# Data for the task:
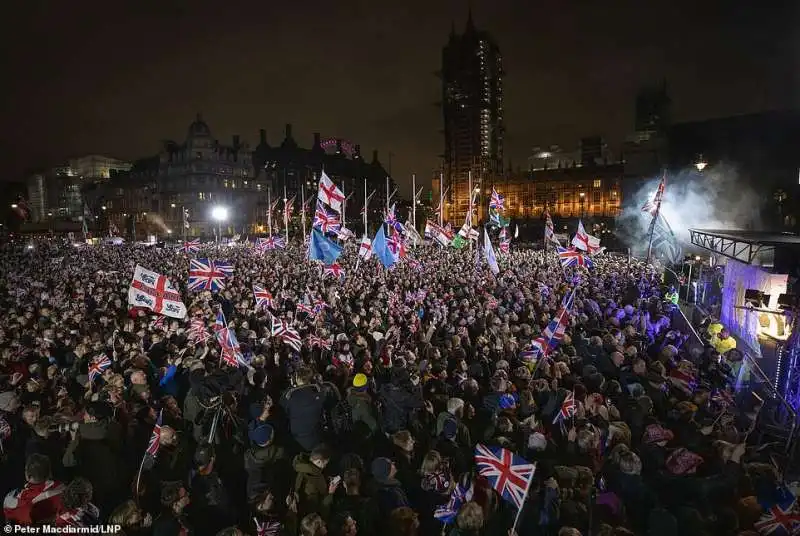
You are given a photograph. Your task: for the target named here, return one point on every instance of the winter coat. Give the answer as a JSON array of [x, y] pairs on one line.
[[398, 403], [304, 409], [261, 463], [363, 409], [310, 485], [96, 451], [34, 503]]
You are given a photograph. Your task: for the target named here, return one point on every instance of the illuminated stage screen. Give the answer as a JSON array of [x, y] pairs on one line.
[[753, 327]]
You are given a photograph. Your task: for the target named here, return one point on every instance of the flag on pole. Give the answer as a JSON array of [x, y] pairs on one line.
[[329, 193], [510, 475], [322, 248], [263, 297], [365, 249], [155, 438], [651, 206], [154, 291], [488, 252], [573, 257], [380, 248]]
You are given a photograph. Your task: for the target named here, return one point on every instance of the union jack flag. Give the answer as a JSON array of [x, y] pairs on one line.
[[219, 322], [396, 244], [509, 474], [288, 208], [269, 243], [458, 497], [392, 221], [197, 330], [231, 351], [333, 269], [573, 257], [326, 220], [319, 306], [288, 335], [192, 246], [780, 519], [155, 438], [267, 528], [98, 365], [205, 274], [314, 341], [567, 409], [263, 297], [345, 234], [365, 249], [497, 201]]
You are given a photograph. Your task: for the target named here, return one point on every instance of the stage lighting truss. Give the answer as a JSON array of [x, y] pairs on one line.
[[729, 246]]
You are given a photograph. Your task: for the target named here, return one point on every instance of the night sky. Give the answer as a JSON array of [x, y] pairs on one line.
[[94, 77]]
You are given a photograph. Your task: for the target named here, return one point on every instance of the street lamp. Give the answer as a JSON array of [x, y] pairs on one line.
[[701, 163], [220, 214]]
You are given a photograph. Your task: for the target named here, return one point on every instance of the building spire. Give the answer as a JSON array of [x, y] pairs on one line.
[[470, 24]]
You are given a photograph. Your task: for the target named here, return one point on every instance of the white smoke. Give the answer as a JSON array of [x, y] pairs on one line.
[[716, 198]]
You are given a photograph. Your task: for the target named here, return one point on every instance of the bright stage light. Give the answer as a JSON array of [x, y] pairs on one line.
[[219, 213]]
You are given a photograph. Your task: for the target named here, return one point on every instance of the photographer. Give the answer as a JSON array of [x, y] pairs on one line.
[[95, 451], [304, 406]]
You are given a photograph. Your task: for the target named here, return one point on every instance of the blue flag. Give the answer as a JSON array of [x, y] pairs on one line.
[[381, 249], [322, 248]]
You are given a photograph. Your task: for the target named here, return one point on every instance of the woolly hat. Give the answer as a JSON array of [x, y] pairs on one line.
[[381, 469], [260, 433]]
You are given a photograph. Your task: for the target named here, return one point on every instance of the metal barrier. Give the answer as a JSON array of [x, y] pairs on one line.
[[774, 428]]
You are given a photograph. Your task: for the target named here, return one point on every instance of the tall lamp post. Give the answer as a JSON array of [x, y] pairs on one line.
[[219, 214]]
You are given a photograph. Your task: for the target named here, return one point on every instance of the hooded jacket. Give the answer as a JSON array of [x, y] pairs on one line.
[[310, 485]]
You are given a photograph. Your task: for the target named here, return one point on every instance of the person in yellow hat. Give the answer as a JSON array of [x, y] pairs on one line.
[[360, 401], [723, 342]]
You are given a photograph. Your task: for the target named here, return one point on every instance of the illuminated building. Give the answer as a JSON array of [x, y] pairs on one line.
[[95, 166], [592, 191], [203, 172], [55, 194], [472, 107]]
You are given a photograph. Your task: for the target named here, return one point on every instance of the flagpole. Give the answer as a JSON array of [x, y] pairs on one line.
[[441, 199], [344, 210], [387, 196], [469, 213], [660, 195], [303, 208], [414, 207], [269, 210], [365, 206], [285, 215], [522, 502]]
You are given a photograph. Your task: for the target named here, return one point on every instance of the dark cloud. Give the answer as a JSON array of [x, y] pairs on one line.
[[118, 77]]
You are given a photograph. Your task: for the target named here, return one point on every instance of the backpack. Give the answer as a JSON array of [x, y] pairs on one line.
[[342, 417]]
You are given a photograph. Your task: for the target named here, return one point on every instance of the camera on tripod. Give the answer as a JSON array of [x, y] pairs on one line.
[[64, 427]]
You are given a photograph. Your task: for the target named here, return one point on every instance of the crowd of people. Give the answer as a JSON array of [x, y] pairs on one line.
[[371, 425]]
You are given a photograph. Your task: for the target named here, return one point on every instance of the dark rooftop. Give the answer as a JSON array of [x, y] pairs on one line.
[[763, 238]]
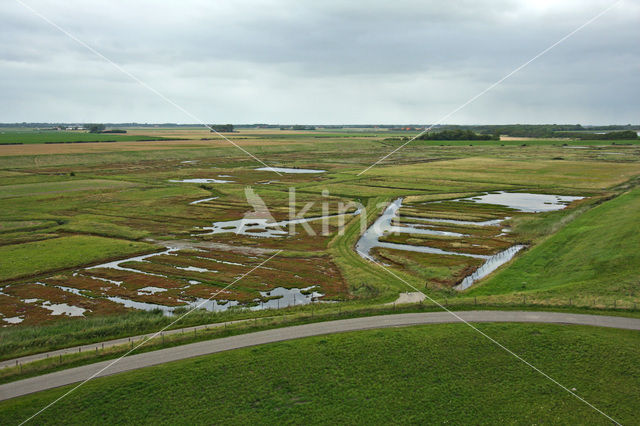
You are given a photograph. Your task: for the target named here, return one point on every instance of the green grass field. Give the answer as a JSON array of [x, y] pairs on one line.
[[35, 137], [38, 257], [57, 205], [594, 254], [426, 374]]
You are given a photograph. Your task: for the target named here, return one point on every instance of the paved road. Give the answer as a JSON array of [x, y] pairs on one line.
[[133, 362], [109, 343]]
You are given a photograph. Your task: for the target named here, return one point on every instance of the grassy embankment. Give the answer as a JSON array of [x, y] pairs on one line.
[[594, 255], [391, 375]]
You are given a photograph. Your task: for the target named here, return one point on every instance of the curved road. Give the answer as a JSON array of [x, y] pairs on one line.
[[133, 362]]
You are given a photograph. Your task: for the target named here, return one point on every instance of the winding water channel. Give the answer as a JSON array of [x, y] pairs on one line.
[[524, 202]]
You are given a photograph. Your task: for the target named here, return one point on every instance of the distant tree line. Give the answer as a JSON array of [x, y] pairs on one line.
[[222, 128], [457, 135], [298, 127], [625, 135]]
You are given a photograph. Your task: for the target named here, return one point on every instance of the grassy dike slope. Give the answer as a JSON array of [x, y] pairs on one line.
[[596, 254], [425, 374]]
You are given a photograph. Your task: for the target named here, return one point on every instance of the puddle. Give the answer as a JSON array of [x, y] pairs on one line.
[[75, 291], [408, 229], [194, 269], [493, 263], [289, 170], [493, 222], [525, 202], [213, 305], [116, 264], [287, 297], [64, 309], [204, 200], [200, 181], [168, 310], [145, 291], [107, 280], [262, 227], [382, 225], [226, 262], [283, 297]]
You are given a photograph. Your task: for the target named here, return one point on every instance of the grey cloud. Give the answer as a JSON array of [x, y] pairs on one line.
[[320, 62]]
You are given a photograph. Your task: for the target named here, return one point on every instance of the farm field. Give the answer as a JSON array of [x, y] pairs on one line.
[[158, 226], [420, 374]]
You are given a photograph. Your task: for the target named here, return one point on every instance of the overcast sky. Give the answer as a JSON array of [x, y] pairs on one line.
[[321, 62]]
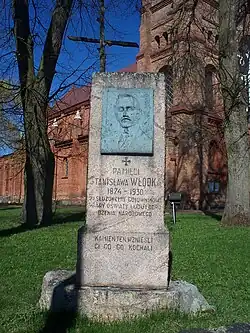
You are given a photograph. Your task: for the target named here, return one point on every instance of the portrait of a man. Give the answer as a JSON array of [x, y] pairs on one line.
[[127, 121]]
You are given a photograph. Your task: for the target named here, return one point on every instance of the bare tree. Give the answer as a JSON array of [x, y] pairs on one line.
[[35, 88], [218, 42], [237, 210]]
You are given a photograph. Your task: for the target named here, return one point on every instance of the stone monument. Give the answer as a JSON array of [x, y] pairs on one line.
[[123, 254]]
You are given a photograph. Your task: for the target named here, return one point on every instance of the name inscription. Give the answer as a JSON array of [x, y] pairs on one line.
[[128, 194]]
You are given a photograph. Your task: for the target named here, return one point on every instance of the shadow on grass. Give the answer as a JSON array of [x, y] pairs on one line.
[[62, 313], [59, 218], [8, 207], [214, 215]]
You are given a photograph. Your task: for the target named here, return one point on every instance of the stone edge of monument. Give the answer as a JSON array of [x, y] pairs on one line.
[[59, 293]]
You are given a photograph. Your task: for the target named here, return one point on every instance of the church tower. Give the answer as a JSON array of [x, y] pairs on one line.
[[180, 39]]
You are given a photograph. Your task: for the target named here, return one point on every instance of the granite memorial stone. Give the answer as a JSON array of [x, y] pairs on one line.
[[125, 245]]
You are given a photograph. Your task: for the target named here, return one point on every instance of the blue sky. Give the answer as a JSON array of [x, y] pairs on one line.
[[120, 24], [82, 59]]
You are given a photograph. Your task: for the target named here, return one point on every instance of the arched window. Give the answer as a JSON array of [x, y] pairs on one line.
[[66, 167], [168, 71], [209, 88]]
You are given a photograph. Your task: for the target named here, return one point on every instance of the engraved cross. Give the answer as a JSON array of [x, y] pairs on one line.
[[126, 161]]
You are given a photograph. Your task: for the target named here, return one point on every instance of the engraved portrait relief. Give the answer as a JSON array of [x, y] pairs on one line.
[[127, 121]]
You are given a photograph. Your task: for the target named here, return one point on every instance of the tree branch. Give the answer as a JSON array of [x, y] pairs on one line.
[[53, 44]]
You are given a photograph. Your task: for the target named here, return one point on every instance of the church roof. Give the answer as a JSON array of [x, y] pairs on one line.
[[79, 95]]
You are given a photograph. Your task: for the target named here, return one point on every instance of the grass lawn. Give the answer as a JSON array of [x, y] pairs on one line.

---

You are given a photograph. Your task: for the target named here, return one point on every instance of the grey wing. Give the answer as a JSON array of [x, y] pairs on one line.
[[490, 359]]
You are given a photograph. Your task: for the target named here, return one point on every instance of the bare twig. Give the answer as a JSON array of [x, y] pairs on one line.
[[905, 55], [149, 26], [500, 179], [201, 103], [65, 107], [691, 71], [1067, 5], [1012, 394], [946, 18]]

* * *

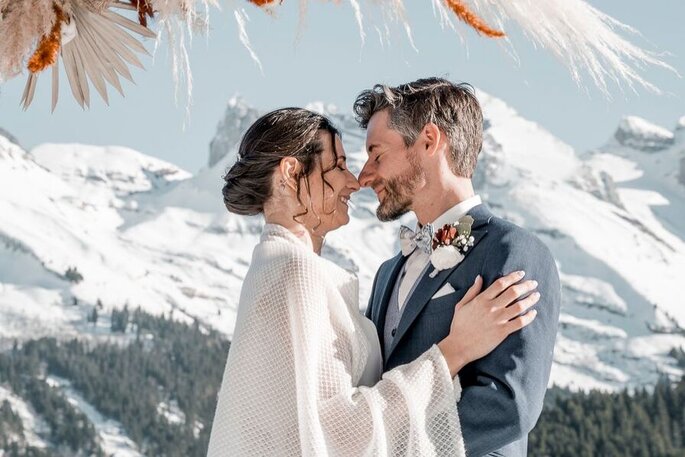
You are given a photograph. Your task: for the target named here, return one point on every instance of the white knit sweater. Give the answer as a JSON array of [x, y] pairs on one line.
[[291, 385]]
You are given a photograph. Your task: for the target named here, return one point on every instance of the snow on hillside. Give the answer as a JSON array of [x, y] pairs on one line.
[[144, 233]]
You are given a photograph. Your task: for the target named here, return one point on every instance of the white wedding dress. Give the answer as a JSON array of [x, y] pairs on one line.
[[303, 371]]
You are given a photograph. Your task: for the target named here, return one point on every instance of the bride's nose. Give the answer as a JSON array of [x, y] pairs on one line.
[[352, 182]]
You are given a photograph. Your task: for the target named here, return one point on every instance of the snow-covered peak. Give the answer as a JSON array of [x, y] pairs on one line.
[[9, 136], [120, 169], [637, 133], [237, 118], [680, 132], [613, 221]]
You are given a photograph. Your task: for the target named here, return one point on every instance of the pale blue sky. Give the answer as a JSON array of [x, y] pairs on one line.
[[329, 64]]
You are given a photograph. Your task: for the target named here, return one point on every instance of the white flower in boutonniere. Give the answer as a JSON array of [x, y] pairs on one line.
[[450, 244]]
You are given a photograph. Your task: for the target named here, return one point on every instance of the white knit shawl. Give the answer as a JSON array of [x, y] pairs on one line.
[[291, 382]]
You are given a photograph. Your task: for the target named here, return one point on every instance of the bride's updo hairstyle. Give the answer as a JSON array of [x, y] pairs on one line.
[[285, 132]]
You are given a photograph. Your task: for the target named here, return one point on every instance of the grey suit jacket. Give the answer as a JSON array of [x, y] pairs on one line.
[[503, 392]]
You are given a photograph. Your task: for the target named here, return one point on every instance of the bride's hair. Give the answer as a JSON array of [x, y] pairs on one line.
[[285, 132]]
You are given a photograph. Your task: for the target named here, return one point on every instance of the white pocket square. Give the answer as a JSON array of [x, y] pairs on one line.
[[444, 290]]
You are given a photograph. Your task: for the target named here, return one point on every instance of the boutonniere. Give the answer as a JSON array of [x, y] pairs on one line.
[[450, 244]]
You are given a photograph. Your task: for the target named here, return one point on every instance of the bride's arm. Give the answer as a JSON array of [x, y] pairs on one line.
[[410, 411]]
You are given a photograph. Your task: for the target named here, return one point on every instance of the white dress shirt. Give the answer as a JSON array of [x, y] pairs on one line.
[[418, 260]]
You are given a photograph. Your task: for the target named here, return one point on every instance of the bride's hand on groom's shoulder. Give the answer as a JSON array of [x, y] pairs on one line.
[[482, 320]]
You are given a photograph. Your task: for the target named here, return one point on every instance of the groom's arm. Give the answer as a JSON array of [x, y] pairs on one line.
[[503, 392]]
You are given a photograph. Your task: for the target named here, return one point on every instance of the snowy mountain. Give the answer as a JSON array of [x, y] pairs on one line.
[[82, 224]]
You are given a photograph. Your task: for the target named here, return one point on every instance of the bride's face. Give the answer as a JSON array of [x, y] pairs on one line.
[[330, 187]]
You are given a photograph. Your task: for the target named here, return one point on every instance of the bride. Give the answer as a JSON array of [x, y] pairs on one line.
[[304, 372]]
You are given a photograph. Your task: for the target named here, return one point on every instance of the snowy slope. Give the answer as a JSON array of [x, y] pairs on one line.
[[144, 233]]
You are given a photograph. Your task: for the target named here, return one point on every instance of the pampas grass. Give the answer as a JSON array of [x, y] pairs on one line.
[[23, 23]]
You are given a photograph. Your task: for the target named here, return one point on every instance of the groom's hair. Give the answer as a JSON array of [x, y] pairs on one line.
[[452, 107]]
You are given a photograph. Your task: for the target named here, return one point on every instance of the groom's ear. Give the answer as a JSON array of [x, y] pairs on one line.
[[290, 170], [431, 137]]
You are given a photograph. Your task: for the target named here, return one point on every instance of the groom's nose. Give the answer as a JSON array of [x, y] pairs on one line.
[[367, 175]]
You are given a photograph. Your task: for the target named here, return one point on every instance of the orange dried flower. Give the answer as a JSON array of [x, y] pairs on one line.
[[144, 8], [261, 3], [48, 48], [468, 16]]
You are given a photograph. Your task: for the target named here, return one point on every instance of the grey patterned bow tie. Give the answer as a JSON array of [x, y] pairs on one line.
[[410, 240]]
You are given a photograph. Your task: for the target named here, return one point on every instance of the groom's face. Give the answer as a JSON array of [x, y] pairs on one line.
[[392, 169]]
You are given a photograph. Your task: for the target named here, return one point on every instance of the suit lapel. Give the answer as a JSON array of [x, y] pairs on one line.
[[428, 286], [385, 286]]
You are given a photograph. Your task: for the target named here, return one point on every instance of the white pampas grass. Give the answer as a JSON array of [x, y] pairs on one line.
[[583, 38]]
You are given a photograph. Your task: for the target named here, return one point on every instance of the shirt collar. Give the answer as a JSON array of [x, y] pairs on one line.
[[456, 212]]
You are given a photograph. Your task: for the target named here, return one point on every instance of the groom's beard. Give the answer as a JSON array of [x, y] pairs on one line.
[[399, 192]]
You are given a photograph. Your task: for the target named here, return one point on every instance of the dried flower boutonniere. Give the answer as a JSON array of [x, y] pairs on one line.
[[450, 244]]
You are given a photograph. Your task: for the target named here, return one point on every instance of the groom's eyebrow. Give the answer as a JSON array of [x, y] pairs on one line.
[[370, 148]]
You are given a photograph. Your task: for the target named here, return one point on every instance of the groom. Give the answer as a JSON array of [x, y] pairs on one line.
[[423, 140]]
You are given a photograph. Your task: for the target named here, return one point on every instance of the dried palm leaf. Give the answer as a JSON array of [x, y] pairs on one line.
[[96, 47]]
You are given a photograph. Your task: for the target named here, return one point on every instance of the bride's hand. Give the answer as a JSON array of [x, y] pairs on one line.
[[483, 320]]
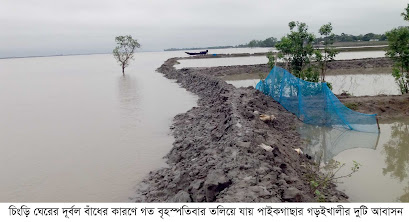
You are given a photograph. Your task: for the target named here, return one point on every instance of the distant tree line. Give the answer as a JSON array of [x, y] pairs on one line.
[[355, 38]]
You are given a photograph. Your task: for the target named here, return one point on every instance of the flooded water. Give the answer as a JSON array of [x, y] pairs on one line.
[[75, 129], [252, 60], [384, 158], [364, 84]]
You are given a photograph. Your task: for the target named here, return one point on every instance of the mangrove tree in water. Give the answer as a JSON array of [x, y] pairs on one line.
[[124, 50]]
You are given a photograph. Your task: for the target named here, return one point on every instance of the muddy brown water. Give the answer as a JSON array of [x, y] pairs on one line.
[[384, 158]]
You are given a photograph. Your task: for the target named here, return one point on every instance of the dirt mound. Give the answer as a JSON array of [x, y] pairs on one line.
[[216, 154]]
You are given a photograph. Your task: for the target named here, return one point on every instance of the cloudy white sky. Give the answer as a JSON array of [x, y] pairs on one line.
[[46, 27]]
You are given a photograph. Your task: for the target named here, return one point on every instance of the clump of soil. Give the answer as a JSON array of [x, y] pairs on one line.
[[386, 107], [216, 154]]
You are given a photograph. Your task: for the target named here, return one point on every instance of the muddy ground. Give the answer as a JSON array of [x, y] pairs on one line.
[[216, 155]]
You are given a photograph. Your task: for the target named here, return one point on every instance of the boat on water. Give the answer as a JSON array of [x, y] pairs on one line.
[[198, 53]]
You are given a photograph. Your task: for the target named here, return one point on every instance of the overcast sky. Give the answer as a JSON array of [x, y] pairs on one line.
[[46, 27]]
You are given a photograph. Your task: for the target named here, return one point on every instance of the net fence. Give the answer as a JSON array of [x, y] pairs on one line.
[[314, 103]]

# Set exercise:
Can you rewrite everything from the line containing "the flag on" down to the line containing "257], [380, 248]]", putting "banner on mast" in place of "flag on pole" and leaving all else as it is?

# Final result:
You are given a photograph. Your task: for the target named here, return one point on every instance of the banner on mast. Give the answer as a JSON array of [x, y] pairs on one line.
[[329, 193], [510, 475], [322, 248], [263, 297], [365, 249], [155, 438], [651, 206], [154, 291], [488, 252], [573, 257], [380, 248]]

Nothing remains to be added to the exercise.